### PAGE EXTRACT
[Start]

With respect to 285C, which is the only other right of entry found within division 11A, it's the submission of the CFA that this right should be seen as incidental to the relevant relationship. This issue was touched on in the Moranbah North Coal Management Pty Ltd case. And if I could hand a copy of that up to your Honour.
EXHIBIT #G6 EXTRACT FROM SHORTER OXFORD
EXHIBIT #G7 EXTRACT FROM MACQUARIE
PN26
MR O'GRADY: Thank you, your Honour. Your Honour, as your Honour knows the Moranbah North Coal Management case concerned the scope of section 285G of the Act. And, in particular, whether the phrase industrial disputes, as it appears in section 285G, was confined to industrial disputes as defined in section four. And in determining that the phrase was not so confined, their Honours had regard to the provisions in part 11A and noted that many of them did not pertain to the employment relationship. And that, in effect, 285G would be denuded of significant operation if it was confined in the way in which it was argued before the Full Bench.
PN27
However, the Full Bench did note, and this is at paragraph 24 of the decision, that right of entry provisions, similar to those found within 285B and, in my submissions, similar to those, in using similar language to that, found within the clause hereunder consideration, and the clause under consideration in Schefenacker's case, have for many years been placed within awards of this commission. And at the foot of paragraph 24, the Full Bench saying:
PN28
In passing, we note the possibility of the power to include a right of entry provision in awards, a power exercised by the Commission for many years before the Workplace Relations Act came into effect, might well have been grounded in the power of the Commonwealth Parliament to legislate in relation to incidental matters.
PN29
And they refer to section 51(39). A clause which, entitled a union to come on to employer's premises during breaks, or authorised breaks, for the purpose of conducting legitimate union business, is found in awards, the earliest I've been able to find, your Honour, is back in 1935 in the Timber Merchants Saw Miller's case, which is reported in Volume 35 of the CARs at page 126. And the clause is, perhaps allowing for some evolution of the language, is, in my submission, very similar to the matters that was considered in Schefenacker. The clause there under consideration was, in these terms:
PN30
Duly accredited representatives of the union shall have the right to enter employer's working establishments during the midday meal time for the purpose of interviewing employees on legitimate union business on the following conditions.

[End]

### MATERIAL SUPPLIED
[Start]

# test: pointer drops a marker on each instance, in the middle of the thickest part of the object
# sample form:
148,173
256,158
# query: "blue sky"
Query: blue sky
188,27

[End]
[Start]

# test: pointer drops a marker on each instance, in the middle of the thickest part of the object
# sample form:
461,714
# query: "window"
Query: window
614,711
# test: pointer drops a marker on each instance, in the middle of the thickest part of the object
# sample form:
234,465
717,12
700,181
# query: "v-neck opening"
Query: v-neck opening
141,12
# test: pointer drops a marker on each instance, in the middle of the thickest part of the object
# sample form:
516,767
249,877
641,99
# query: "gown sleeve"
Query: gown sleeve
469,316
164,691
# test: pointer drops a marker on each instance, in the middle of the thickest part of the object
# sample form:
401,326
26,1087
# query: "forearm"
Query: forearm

[End]

### REQUIRED WORK
A) According to the hearing transcript, what is the earliest award the speaker found that contained a clause letting a union enter employers' premises during breaks?
B) Write the next part of the hearing transcript on right-of-entry provisions, picking up right after its final sentence.

### EXPECTED ANSWERS
A) The 1935 Timber Merchants Saw Miller's case, reported in Volume 35 of the CARs at page 126.

B)
PN31
And there were a number of pre-requisites there set out. Given that such clauses have been placed in awards and, to my knowledge, have not held to be invalid because they exceed either 51(35) or 51(39), in my submission, the Commission should proceed on the basis that a clause referable to section 285B should be seen, at the very least, incidental to the employment relationship. Your Honour, in paragraph 20 of the submissions, I simply refer to what was at issue in the Moranbah North Coal case and make the point that it wasn't strictly concerned with the issue that's currently before your Honour and that the passages that are referred to therein, in my submission, should be seen in the context of the case that was before the Commission in that time. If your Honour pleases, those are the submissions I wish to put on the right of entry.
PN32
THE SENIOR DEPUTY PRESIDENT: Okay. Mr Langmead.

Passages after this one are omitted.